DATA FOR PROCESSING —
________

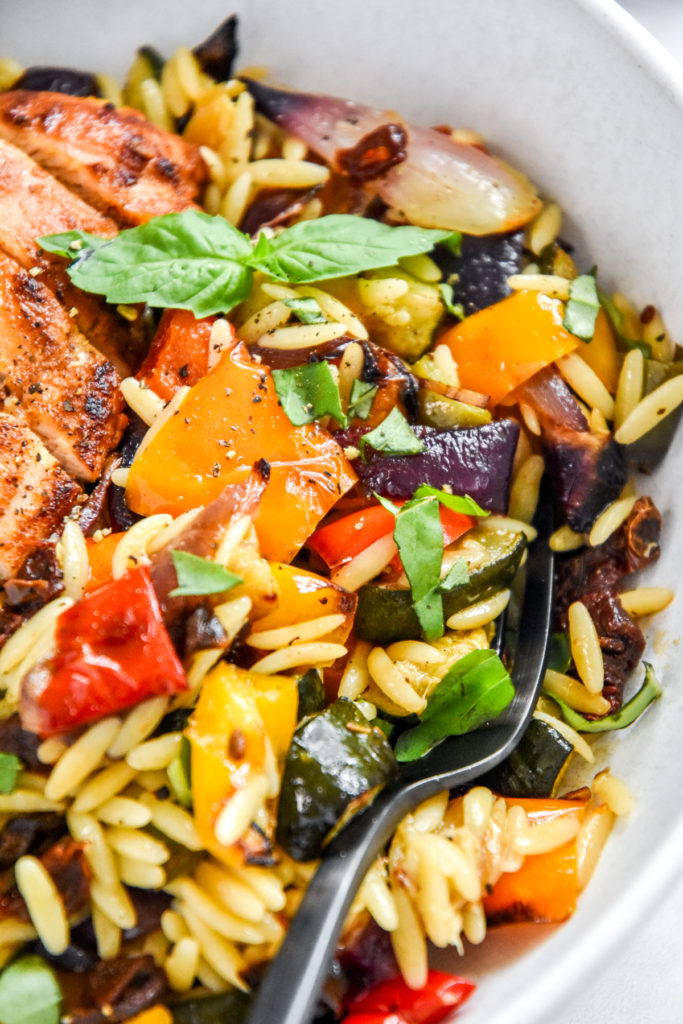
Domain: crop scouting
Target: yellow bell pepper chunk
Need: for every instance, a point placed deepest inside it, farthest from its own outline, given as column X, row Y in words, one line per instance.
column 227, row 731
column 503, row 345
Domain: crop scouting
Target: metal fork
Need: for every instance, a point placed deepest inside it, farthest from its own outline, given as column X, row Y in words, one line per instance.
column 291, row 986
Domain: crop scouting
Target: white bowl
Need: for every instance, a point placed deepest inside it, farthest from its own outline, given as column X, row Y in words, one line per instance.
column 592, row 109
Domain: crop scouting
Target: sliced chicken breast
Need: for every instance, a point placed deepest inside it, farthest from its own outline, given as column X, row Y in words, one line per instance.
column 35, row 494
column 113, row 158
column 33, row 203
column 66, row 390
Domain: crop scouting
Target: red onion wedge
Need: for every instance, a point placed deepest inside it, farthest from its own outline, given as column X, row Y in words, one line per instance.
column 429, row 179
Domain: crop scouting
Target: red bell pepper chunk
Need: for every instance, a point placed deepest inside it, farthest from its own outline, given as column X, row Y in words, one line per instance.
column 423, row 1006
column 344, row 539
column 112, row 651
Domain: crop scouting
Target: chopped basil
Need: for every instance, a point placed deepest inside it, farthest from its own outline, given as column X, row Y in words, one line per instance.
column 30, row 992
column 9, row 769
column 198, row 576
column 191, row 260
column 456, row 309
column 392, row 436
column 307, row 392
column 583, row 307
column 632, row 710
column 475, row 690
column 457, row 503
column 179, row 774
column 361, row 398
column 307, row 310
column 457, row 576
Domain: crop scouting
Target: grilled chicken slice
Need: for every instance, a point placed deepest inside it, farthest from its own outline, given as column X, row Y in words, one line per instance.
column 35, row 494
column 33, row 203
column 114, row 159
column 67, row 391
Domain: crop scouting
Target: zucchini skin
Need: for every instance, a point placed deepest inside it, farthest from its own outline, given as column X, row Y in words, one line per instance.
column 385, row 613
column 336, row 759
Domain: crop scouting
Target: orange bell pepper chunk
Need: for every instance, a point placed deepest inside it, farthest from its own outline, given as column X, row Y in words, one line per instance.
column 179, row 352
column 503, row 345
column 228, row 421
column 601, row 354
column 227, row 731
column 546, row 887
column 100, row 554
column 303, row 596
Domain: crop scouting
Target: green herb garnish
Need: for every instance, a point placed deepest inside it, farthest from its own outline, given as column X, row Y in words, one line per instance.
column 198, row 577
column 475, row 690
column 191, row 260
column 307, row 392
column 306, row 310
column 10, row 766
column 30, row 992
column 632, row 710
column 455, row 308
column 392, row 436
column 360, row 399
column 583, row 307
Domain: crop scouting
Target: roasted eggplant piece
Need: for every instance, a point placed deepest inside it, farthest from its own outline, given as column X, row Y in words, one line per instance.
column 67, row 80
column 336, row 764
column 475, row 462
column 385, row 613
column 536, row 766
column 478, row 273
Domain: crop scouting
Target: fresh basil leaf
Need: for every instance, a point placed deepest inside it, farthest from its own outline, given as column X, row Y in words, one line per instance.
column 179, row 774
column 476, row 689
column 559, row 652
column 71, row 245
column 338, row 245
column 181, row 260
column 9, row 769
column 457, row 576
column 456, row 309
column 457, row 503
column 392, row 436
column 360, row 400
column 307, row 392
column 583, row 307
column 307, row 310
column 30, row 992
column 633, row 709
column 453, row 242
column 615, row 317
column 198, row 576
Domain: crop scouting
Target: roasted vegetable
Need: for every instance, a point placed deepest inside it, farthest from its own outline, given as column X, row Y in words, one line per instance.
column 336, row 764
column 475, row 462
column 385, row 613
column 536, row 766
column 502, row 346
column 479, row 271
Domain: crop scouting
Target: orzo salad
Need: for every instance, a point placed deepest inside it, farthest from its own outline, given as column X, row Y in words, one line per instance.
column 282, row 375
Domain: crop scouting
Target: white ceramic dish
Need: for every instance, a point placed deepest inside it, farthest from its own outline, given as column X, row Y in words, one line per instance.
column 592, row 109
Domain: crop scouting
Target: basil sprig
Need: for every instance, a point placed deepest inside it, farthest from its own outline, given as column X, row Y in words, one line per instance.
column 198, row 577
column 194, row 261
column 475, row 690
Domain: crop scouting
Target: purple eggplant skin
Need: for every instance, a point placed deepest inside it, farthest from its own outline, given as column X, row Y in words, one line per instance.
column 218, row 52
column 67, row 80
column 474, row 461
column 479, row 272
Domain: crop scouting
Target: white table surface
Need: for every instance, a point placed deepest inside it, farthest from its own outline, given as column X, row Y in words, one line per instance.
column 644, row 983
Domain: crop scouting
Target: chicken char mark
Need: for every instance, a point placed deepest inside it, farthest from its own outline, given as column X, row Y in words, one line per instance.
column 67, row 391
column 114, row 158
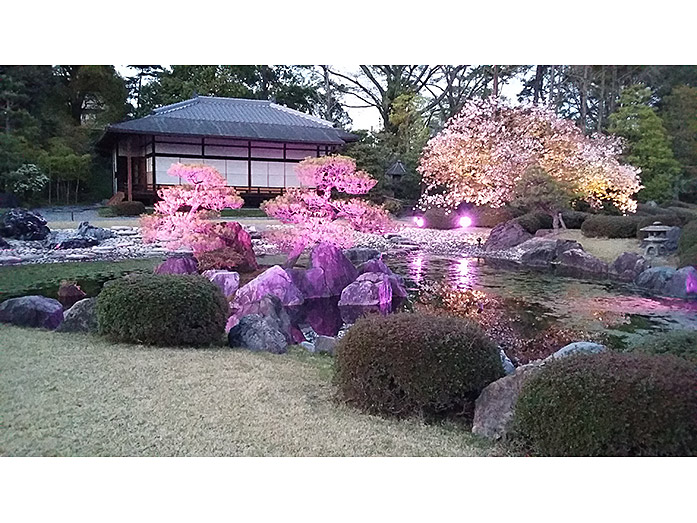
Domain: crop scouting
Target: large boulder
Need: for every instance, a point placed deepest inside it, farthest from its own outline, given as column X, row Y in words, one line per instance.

________

THE PROBLEM — Retype every line of the records above word for word, leaving out the pictures.

EXERCISE SOLUTION —
Domain: crop scouting
Target: yellow bell pepper chunk
Need: for every instance, a point placed deepest inside it, farthest from its own outline, given as column X, row Y in words, one line per instance.
column 227, row 731
column 503, row 345
Domain: crop scouting
Target: metal fork
Need: for every instance, a point placed deepest inside it, farthest from its own outline, given as column X, row Y in words, one line per instance.
column 291, row 986
Domain: crop scouting
Target: white bowl
Need: for every instance, a point placed deepest inside it, farthest from its own outline, given as column X, row Y in words, one line per instance.
column 592, row 109
Domain: crop scouting
Target: sliced chicken breast
Need: for every instance, a point placed deepest inside it, farthest from its own outline, given as column X, row Y in words, one line per instance.
column 35, row 494
column 113, row 158
column 33, row 203
column 66, row 390
Domain: crop scouting
Target: red onion wedge
Need: for every instance, a point placed deepest inside it, farthest from its own outline, given as column X, row Y in words, one line per instance.
column 429, row 179
Domain: crop scouting
Target: red bell pepper chunk
Need: for every instance, a point placed deepest inside it, farthest from its own outline, given as column X, row Y in words, one line per instance.
column 423, row 1006
column 344, row 539
column 112, row 651
Domain: crop scouting
Target: chopped basil
Need: for every instance, a point placed deepest inside it, farthest from its own outline, given as column X, row Y in words, one line per instance.
column 30, row 992
column 9, row 769
column 198, row 576
column 191, row 260
column 456, row 309
column 392, row 436
column 307, row 392
column 583, row 307
column 632, row 710
column 475, row 690
column 457, row 503
column 179, row 774
column 361, row 398
column 307, row 310
column 457, row 576
Domain: crop scouting
Target: grilled chicken slice
Need: for every instance, a point placed deepest inside it, farthest from its own outline, given as column X, row Y in words, one line per instance.
column 35, row 494
column 33, row 203
column 114, row 159
column 67, row 391
Domain: crop scouting
Target: zucchini skin
Need: for every instance, a point placed deepest inside it, farthest from its own outline, given as column X, row Y in words, one line per instance.
column 385, row 613
column 336, row 759
Domain: crop scouting
Target: orange bell pepper chunk
Need: for every instance, a point placed deepest inside it, farthest from its own outline, given as column X, row Y in words, one line per instance.
column 179, row 352
column 503, row 345
column 228, row 421
column 601, row 354
column 227, row 731
column 546, row 887
column 100, row 554
column 303, row 596
Domain: crop scouting
Target: green herb garnish
Need: for every instance, a point placed deepest inside it, farthest from its own outline, given as column X, row Y in words, one line per instance.
column 198, row 577
column 475, row 690
column 191, row 260
column 307, row 392
column 306, row 310
column 10, row 766
column 30, row 992
column 632, row 710
column 455, row 308
column 392, row 436
column 360, row 399
column 583, row 307
Domain: crop scouting
Target: roasted eggplant piece
Need: for every instance, a point placed deepest inside it, farthest from its own outline, given as column X, row Y in words, one line per instance.
column 67, row 80
column 336, row 764
column 475, row 462
column 385, row 613
column 536, row 766
column 478, row 273
Domain: crop scouting
Target: fresh basil leaf
Need: for every instance, a point placed deepest inside it, farthest from its own outline, given as column X, row Y in words, one line per instance.
column 179, row 774
column 476, row 689
column 559, row 652
column 71, row 245
column 338, row 245
column 181, row 260
column 9, row 769
column 457, row 576
column 456, row 309
column 457, row 503
column 392, row 436
column 360, row 400
column 307, row 392
column 583, row 307
column 307, row 310
column 30, row 992
column 633, row 709
column 453, row 242
column 615, row 317
column 198, row 576
Domain: crop scouting
Target: roasted vegetable
Need: for every instance, a point placed deepest inside it, farthest from its own outline, given as column X, row Y in words, one line per instance.
column 336, row 764
column 475, row 462
column 385, row 613
column 536, row 766
column 502, row 346
column 479, row 271
Domain: crop scouting
Target: orzo salad
Need: for every instance, a point placed deepest inside it, farthest from its own outline, given as column X, row Y in words, one line per instance.
column 282, row 375
Domain: crop scouting
Target: white ceramic dish
Need: for every instance, a point placed deepest inside it, farthest from its own outline, given as column X, row Y in words, one line per instance.
column 592, row 109
Domain: crop scouting
Target: basil sprig
Need: for every instance, a point placed deepest inside it, farthest from its own outline, given as column X, row Y in words, one line per instance.
column 198, row 577
column 194, row 261
column 475, row 690
Domain: crop scouting
Target: purple eggplant skin
Need: for every instance, a point placed deepest inside it, farthest from its own outline, given as column X, row Y in words, one line per instance.
column 218, row 52
column 67, row 80
column 474, row 461
column 479, row 272
Domain: crop scouting
Target: white table surface
Need: for every instance, a point placed deepest inside it, farthest from its own outline, given as column X, row Y in words, one line per instance.
column 644, row 983
Domain: crop scouting
Target: chicken char mark
Need: for every instance, a point placed deepest inside it, farthest from its own outline, given as column X, row Y in words, one line per instance.
column 67, row 391
column 114, row 158
Domain: crop scouting
Target: large boulder
Need: for every instance, a point placed deepest inside it, farthest from its own outline, given as column X, row Y in words, one line per instance.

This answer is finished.